Gather every line of the records that contains the word "outline" and copy each one in full.
## begin
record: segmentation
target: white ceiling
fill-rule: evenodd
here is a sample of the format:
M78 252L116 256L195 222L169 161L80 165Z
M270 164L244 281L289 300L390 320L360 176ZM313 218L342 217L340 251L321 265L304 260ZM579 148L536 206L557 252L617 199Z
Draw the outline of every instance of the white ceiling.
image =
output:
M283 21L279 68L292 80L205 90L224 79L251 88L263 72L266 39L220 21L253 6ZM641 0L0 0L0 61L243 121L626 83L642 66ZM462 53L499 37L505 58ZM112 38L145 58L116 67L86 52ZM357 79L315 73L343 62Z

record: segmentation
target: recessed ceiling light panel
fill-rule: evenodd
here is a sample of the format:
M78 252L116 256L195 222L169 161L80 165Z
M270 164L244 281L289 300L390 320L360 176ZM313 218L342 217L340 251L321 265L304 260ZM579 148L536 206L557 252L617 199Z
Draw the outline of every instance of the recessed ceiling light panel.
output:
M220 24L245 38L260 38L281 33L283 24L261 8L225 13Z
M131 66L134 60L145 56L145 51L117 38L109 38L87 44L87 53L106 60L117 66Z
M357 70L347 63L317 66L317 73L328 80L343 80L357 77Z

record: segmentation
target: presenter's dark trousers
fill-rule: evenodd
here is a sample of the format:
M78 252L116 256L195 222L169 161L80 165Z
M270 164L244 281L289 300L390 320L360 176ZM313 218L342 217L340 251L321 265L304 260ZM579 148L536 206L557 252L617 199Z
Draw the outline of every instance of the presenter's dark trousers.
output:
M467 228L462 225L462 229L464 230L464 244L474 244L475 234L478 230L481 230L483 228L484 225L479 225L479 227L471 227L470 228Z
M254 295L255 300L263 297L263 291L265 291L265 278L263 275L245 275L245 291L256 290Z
## end
- SOLVED EXERCISE
Draw the outline of every instance of the white ceiling.
Draw the outline of every instance of the recessed ceiling light panel.
Draw the outline of every instance of the presenter's dark trousers.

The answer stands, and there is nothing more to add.